Copy out the records from the line containing "white agility ramp" through the line containing "402 196 L 398", requests included, with every coordinate in the answers multiplied by 1.35 and rounded to a whole number, halves rounded up. Leave the numbers in the requests and their format samples as they are, and give only these lines.

**Rows**

** begin **

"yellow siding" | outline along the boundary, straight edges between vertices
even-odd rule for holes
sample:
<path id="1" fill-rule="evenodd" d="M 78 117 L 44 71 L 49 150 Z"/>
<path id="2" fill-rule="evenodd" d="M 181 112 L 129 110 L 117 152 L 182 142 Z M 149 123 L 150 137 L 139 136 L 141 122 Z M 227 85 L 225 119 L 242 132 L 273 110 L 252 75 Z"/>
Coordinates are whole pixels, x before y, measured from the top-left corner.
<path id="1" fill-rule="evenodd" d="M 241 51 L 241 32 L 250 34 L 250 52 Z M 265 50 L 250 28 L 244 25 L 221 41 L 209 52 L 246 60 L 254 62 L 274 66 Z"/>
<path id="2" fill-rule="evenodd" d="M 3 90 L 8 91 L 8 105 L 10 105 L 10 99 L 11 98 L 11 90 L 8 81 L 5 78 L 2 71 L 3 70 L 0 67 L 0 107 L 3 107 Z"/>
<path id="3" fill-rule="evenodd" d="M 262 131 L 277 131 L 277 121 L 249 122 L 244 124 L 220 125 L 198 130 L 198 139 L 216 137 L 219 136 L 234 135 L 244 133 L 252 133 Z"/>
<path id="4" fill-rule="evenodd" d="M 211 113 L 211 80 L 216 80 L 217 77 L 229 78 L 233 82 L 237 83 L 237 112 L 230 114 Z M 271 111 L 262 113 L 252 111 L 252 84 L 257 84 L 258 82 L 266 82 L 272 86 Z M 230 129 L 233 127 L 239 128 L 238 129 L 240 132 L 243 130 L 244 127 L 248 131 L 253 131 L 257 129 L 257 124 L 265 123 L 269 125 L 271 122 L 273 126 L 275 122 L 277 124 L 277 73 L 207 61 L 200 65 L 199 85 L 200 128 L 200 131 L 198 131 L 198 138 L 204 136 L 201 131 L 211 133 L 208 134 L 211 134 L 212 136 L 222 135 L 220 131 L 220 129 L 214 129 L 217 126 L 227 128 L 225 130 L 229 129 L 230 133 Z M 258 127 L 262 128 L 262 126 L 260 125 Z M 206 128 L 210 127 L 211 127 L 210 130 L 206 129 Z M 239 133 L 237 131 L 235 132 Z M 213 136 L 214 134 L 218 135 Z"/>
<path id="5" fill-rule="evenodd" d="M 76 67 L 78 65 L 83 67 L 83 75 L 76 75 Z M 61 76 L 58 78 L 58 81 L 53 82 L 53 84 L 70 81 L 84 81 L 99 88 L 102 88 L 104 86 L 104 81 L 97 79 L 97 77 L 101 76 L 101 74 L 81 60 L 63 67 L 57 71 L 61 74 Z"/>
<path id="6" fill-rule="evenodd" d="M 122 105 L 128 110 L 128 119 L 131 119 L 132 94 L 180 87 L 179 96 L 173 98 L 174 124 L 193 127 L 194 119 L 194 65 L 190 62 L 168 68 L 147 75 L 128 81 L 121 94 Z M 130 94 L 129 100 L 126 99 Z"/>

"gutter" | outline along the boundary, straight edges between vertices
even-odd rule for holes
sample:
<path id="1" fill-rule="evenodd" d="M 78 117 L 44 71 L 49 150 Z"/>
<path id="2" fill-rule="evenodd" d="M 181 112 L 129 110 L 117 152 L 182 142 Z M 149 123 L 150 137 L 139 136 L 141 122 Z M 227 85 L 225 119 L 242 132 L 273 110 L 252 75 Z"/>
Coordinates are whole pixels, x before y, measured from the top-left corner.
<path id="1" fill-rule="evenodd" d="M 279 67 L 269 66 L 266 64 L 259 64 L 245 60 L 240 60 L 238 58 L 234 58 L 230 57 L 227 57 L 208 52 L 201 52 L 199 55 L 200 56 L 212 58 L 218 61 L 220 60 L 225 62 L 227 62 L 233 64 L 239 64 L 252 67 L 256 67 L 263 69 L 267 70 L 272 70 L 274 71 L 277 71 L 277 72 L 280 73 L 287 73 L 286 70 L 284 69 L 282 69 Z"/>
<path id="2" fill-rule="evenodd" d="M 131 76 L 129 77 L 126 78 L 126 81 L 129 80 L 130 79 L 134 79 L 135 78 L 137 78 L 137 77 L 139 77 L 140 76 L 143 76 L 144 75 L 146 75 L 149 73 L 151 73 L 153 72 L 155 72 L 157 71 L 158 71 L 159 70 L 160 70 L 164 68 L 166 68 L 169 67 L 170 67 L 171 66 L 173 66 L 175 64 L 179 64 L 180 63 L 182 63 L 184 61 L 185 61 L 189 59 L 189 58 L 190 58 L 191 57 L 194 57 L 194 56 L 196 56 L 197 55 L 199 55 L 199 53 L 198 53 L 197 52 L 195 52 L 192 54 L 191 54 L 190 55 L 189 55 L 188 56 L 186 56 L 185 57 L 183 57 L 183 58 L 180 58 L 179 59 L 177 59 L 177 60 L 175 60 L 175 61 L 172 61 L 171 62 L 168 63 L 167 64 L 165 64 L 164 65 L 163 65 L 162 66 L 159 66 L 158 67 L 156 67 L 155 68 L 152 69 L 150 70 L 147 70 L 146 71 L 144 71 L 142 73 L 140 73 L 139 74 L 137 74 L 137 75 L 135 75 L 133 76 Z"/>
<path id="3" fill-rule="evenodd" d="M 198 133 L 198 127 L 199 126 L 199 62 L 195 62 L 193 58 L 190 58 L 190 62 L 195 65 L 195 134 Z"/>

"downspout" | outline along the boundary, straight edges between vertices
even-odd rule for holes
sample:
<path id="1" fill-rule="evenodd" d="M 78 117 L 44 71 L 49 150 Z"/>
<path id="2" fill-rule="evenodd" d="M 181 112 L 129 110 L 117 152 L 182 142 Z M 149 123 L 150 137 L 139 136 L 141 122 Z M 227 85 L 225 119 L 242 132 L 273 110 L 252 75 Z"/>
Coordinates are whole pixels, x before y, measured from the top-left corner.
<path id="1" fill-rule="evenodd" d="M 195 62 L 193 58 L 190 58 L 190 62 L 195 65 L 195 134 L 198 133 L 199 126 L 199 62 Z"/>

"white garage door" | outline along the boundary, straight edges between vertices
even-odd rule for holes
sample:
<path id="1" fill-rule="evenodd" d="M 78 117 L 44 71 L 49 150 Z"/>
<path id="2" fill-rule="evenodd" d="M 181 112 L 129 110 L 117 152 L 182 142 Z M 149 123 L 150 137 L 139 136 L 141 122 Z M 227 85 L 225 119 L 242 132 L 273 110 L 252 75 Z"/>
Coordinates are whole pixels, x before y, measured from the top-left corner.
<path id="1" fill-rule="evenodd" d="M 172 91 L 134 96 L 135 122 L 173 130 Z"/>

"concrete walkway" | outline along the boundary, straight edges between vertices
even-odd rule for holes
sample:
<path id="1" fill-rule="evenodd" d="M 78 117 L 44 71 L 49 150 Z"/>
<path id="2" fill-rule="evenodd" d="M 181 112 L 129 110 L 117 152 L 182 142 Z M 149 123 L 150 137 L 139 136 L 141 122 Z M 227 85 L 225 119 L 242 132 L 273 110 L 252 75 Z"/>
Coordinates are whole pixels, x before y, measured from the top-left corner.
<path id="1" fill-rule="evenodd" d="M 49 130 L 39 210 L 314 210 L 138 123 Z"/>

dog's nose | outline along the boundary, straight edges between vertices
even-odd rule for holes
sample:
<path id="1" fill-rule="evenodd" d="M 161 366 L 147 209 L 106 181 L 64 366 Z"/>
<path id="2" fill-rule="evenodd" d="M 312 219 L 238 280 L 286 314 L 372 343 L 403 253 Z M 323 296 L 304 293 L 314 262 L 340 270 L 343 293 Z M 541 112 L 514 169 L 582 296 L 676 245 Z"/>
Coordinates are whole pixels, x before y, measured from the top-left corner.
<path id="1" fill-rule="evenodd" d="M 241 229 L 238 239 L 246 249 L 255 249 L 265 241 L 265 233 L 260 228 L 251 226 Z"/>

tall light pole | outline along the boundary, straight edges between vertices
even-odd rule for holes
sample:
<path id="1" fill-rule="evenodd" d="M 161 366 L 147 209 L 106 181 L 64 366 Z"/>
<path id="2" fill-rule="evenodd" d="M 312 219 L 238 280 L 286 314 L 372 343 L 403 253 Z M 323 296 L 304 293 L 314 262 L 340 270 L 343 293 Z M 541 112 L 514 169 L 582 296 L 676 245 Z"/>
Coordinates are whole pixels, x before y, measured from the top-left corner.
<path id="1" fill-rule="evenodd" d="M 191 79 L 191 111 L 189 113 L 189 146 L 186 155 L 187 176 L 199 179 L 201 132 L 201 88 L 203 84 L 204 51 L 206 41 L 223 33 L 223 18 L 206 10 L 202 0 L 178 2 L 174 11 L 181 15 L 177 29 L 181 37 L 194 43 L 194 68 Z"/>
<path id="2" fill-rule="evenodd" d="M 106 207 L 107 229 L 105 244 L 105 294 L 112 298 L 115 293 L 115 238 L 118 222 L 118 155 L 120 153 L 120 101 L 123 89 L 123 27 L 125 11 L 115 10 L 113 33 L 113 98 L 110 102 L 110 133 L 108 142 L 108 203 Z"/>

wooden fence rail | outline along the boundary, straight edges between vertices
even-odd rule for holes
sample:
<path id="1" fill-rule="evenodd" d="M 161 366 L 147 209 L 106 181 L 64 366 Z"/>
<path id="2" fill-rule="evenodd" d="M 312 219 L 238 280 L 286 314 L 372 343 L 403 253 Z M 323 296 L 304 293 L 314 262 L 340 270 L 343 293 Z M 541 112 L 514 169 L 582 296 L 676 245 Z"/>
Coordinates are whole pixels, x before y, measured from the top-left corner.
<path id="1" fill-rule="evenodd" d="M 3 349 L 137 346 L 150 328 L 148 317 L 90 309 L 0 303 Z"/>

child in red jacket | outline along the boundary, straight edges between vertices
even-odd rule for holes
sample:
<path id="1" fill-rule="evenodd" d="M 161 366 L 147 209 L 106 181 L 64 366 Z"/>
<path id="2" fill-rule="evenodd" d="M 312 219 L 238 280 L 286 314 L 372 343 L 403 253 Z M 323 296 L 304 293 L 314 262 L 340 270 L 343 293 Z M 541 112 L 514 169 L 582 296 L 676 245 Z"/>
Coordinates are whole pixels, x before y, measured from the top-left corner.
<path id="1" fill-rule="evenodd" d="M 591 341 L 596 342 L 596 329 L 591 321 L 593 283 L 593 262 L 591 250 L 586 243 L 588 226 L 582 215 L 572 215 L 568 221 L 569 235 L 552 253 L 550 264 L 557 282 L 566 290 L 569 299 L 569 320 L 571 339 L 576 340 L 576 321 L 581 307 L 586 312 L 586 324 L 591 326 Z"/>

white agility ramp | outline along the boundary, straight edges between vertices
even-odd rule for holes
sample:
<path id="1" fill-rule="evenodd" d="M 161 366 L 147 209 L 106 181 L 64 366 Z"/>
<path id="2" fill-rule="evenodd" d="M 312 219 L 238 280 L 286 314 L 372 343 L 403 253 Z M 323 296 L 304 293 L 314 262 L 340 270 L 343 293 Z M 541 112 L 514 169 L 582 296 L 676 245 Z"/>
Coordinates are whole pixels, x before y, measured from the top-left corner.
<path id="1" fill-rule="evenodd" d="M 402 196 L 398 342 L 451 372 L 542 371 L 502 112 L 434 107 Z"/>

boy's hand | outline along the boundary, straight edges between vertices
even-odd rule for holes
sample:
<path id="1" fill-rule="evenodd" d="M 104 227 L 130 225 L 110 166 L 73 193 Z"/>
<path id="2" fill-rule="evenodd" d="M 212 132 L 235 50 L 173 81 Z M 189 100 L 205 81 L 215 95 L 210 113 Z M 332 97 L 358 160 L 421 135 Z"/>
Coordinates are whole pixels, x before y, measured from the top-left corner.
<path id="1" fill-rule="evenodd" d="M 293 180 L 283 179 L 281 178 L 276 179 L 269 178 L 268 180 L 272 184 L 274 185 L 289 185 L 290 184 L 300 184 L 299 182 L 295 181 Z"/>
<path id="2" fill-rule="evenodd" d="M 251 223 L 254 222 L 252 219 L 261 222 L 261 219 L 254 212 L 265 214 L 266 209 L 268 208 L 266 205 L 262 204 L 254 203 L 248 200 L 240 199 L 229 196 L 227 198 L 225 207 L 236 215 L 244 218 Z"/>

** end **

**The reply**
white agility ramp | outline along the boundary, straight edges between vertices
even-odd rule for holes
sample:
<path id="1" fill-rule="evenodd" d="M 161 366 L 147 209 L 106 181 L 64 366 Z"/>
<path id="2" fill-rule="evenodd" d="M 312 219 L 238 280 L 286 314 L 372 343 L 403 253 Z M 323 296 L 304 293 L 314 262 L 340 270 L 343 293 Z M 541 112 L 514 169 L 582 296 L 676 245 Z"/>
Coordinates are whole pixels, x before y, measured from the top-left corner.
<path id="1" fill-rule="evenodd" d="M 543 265 L 537 462 L 609 502 L 732 501 L 678 151 L 586 144 Z"/>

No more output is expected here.